◆ **Data for this task**:
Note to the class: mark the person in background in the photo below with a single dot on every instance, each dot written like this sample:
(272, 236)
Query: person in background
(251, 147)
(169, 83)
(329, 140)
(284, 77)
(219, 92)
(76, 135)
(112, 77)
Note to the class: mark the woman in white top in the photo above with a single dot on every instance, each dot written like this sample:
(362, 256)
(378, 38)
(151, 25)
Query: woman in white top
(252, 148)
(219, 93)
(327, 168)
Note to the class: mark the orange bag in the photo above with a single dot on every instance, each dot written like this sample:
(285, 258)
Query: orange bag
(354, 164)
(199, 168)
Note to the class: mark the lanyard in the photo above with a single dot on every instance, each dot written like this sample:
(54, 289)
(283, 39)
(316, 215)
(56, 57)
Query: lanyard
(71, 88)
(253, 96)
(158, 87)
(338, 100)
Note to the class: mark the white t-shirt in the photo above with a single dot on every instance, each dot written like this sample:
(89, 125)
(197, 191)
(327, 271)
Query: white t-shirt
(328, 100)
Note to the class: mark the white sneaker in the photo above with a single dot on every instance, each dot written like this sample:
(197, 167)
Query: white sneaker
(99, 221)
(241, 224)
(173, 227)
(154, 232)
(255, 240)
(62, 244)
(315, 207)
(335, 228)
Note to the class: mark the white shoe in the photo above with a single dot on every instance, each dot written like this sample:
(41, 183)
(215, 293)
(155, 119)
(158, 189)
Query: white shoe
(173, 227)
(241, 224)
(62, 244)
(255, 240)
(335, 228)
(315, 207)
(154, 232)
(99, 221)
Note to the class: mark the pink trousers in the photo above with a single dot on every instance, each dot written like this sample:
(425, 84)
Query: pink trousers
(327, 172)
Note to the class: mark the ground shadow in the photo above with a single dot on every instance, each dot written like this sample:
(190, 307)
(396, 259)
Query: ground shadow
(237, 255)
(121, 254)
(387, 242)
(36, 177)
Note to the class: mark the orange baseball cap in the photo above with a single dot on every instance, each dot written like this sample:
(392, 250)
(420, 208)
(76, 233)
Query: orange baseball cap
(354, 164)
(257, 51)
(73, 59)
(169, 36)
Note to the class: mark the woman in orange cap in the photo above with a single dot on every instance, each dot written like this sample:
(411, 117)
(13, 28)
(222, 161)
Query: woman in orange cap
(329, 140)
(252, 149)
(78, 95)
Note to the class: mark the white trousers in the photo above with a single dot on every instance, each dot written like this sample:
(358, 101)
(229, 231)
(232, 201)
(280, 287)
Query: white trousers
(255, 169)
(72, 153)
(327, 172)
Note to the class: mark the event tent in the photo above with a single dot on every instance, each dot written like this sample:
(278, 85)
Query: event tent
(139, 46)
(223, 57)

◆ **Exercise aim**:
Lay out every line of the records above as a Markdown table with the columns Row and Line, numbering the rows in order and omitting blank lines.

◆ **Output of the exercise**:
| Row | Line |
|---|---|
| 1 | Note to the class: mark the person in background in the photo below with a single dot on every instance, each dot written like this sample: |
| 2 | (272, 236) |
| 3 | Query: person in background |
| 4 | (251, 147) |
| 5 | (169, 83) |
| 6 | (329, 140) |
| 7 | (284, 77) |
| 8 | (219, 92) |
| 9 | (76, 135) |
| 10 | (112, 77) |
| 11 | Note to the class: mark the woman in white top in the photo above with a single dot on every instance, each dot written like this sample: |
| 12 | (362, 256) |
| 13 | (378, 38) |
| 14 | (151, 25) |
| 15 | Query: woman in white top |
| 16 | (252, 148) |
| 17 | (219, 93) |
| 18 | (327, 168) |
| 19 | Note to the class: mark the orange bag in the photo above with a single dot on every instance, each dot written like this sample: |
| 20 | (285, 258) |
| 21 | Query: orange bag |
| 22 | (354, 164) |
| 23 | (199, 168) |
| 24 | Note to the class: mark the lanyard in the photo above with a single dot on every instance, each dot written like this sample: |
| 25 | (54, 289) |
| 26 | (283, 39) |
| 27 | (316, 215) |
| 28 | (56, 57) |
| 29 | Query: lanyard |
| 30 | (71, 88) |
| 31 | (253, 96) |
| 32 | (158, 87) |
| 33 | (338, 100) |
| 34 | Note to the class: mark the white t-shirt in the photo above with a single dot on every instance, each dot written like this sample: |
| 35 | (89, 125) |
| 36 | (197, 191) |
| 37 | (327, 271) |
| 38 | Query: white t-shirt |
| 39 | (328, 100) |
| 40 | Note to the class: mark the white sneaker in the photo above with a single dot on every instance, each dot written like this sample: |
| 41 | (197, 167) |
| 42 | Query: white sneaker |
| 43 | (99, 221) |
| 44 | (241, 224) |
| 45 | (173, 227) |
| 46 | (154, 232) |
| 47 | (255, 240) |
| 48 | (62, 244) |
| 49 | (315, 207) |
| 50 | (335, 228) |
| 51 | Note to the class: mark the white shoe in the photo above with a single dot on every instance, each dot written like this sample: |
| 52 | (41, 183) |
| 53 | (215, 293) |
| 54 | (155, 119) |
| 55 | (158, 189) |
| 56 | Query: white shoe |
| 57 | (173, 227) |
| 58 | (241, 224) |
| 59 | (62, 244) |
| 60 | (255, 240) |
| 61 | (335, 228) |
| 62 | (315, 207) |
| 63 | (154, 232) |
| 64 | (99, 221) |
| 65 | Note to the class: mark the pink trousers in the photo above with a single dot on every instance, each dot written like this sample: |
| 66 | (425, 84) |
| 67 | Query: pink trousers |
| 68 | (327, 172) |
| 69 | Note to the class: mark the ground shadow in the photo above with a single dot on every instance, each dot written like this sample: |
| 70 | (190, 307) |
| 71 | (396, 259) |
| 72 | Query: ground shadow |
| 73 | (237, 255) |
| 74 | (121, 254) |
| 75 | (387, 242) |
| 76 | (36, 177) |
| 77 | Note to the class: mark the orange baseball cap in the photo above with a single dot on every instance, each dot written like this sample: |
| 78 | (392, 250) |
| 79 | (420, 208) |
| 80 | (76, 233) |
| 81 | Query: orange baseball cap |
| 82 | (354, 164) |
| 83 | (257, 51) |
| 84 | (73, 59) |
| 85 | (169, 36) |
| 86 | Note to the class: mark the woman in orange cap in the photo above with a single dot on every instance, each dot written like this sample: |
| 87 | (411, 117) |
| 88 | (13, 28) |
| 89 | (222, 161) |
| 90 | Query: woman in orange cap |
| 91 | (329, 140) |
| 92 | (252, 149) |
| 93 | (78, 95) |
| 94 | Note to the class: mark the white trousers in the photo above with a single dot on every instance, each dot written like this sample: |
| 95 | (358, 101) |
| 96 | (229, 231) |
| 97 | (232, 201) |
| 98 | (280, 287) |
| 99 | Query: white trousers |
| 100 | (255, 169) |
| 101 | (72, 153) |
| 102 | (327, 172) |
| 103 | Note to the class: mark the event tent in the photo above with a single dot on every instance, each dot written like this sample: |
| 104 | (278, 85) |
| 105 | Query: event tent |
| 106 | (139, 46) |
| 107 | (223, 57) |